> What is needed:
Please render the stretch from the line containing "In this exercise you will find the building" through the line containing "(1030, 825)" as a Markdown table with two columns, Row and Line, leaving out any blank lines.

------ Supplied records

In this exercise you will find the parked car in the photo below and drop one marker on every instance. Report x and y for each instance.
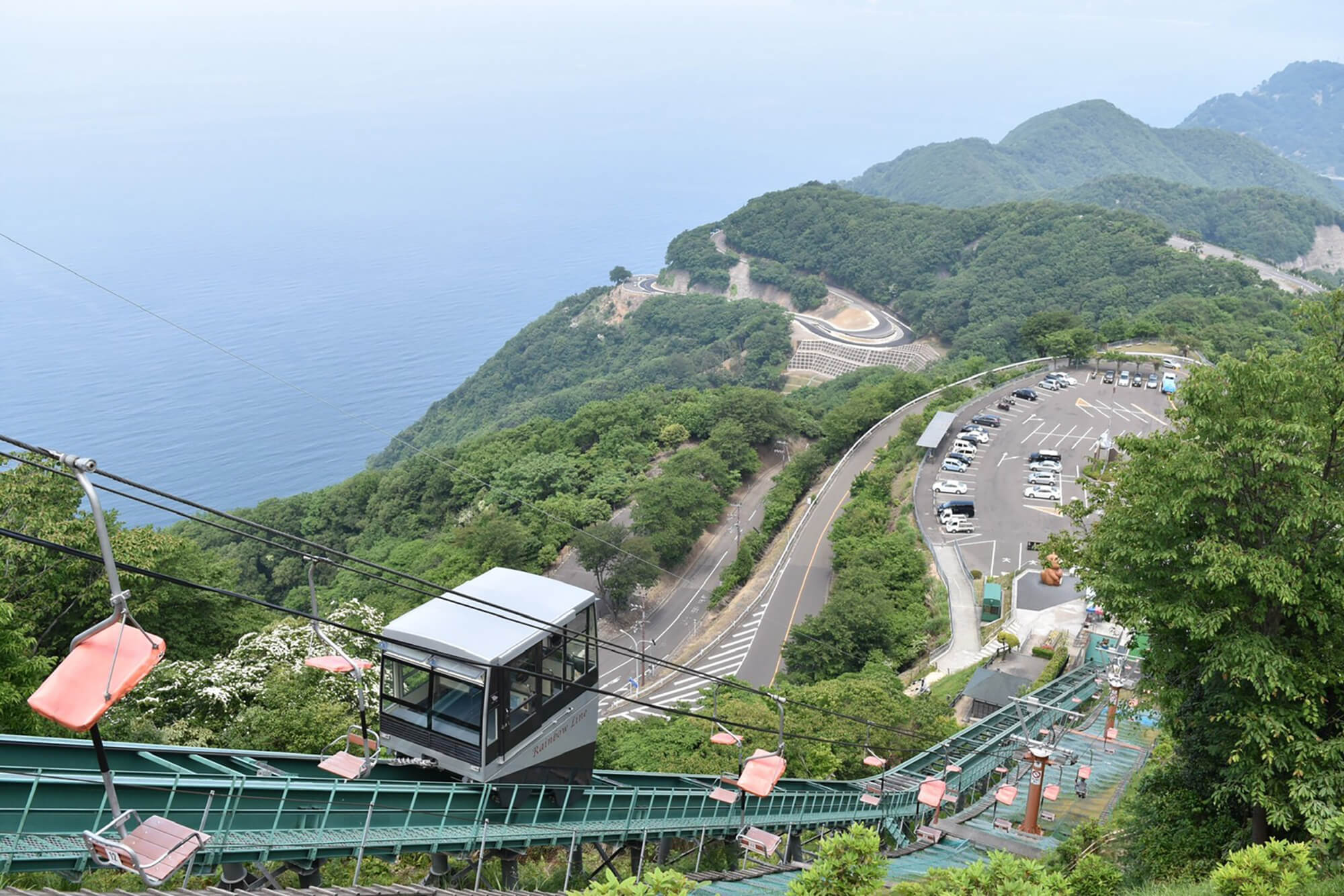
(1046, 492)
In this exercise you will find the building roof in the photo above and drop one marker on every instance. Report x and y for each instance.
(995, 688)
(937, 428)
(459, 628)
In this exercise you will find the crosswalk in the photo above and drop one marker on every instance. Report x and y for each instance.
(724, 658)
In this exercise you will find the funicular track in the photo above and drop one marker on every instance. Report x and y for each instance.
(268, 807)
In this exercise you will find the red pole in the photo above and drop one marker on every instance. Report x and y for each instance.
(1030, 825)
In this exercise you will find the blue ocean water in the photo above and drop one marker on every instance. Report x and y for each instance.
(369, 202)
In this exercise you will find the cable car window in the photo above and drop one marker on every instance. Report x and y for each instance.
(553, 666)
(458, 707)
(522, 691)
(407, 691)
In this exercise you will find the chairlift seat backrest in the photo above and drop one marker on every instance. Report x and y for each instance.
(761, 773)
(338, 664)
(759, 842)
(155, 850)
(932, 792)
(79, 691)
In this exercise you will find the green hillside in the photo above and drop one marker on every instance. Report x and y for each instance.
(1299, 114)
(1265, 224)
(573, 355)
(974, 277)
(1068, 147)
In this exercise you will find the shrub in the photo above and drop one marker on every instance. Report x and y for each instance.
(1277, 868)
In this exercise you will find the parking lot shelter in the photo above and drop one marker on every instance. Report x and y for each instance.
(937, 428)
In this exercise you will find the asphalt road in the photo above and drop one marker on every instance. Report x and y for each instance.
(1070, 422)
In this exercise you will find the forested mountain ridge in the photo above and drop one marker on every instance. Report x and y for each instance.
(1298, 112)
(972, 277)
(1068, 147)
(1257, 221)
(573, 355)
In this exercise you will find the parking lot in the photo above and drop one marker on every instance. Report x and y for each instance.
(1070, 421)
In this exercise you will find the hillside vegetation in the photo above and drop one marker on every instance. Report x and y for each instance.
(572, 357)
(1257, 221)
(974, 277)
(1298, 114)
(1068, 147)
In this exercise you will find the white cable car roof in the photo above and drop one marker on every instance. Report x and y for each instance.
(448, 629)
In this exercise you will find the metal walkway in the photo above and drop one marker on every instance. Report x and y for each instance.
(269, 807)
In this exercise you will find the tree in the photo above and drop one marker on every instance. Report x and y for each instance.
(1221, 539)
(847, 864)
(623, 564)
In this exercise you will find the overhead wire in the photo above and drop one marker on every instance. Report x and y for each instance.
(741, 726)
(442, 592)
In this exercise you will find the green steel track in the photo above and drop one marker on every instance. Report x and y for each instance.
(268, 807)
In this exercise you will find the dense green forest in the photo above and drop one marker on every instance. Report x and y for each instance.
(1264, 224)
(1299, 114)
(573, 355)
(1068, 147)
(974, 277)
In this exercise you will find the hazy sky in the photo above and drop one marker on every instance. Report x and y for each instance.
(878, 77)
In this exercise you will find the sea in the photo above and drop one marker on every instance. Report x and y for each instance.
(247, 247)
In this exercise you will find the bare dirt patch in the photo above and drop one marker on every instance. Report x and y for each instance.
(1327, 252)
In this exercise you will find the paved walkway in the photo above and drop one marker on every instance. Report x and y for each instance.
(966, 620)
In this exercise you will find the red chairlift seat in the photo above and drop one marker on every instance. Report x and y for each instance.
(96, 675)
(157, 850)
(761, 843)
(346, 764)
(339, 666)
(932, 792)
(761, 773)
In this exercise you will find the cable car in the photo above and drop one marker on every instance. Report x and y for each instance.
(491, 695)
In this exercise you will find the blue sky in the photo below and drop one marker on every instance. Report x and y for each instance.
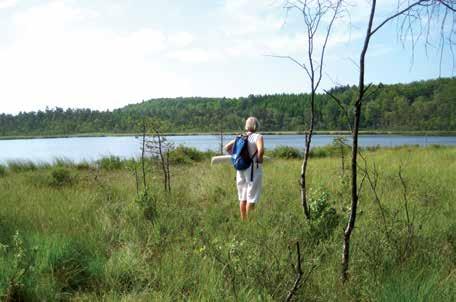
(106, 54)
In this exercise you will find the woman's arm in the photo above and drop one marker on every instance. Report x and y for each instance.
(229, 147)
(260, 148)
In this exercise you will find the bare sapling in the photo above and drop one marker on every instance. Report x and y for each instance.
(416, 17)
(159, 147)
(319, 18)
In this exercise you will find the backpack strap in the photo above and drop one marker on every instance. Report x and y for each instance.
(251, 167)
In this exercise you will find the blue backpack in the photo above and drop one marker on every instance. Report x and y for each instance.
(240, 155)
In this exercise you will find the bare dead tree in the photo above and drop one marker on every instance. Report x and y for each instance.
(143, 152)
(319, 17)
(159, 146)
(416, 14)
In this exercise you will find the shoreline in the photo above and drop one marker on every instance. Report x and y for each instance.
(335, 132)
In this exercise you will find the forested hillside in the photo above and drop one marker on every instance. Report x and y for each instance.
(424, 105)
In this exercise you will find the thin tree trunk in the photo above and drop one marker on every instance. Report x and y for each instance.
(354, 161)
(143, 150)
(308, 141)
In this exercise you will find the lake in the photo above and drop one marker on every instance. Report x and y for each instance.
(92, 148)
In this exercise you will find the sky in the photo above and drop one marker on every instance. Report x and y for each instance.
(105, 54)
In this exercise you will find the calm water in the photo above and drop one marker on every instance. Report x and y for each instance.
(92, 148)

------------

> Solved exercise:
| Row | Line |
|---|---|
| 1 | In this exercise you will find the building roof in the photo above and drop one marker on every instance. Report x and y for each instance. |
| 2 | (995, 688) |
| 3 | (937, 428) |
| 4 | (459, 628) |
| 5 | In this exercise you will find the crosswalk in the photo above and drop one marker on every instance. Report x and y for each instance. |
| 6 | (724, 658) |
| 7 | In this exercise you will find the funicular track in the photo above and drop one marker on every instance. Report x and y for each instance. |
| 8 | (268, 807) |
| 9 | In this exercise you will find the red pole in the photo above and drop one marker on every instance. Report x and y for each instance. |
| 10 | (1030, 825) |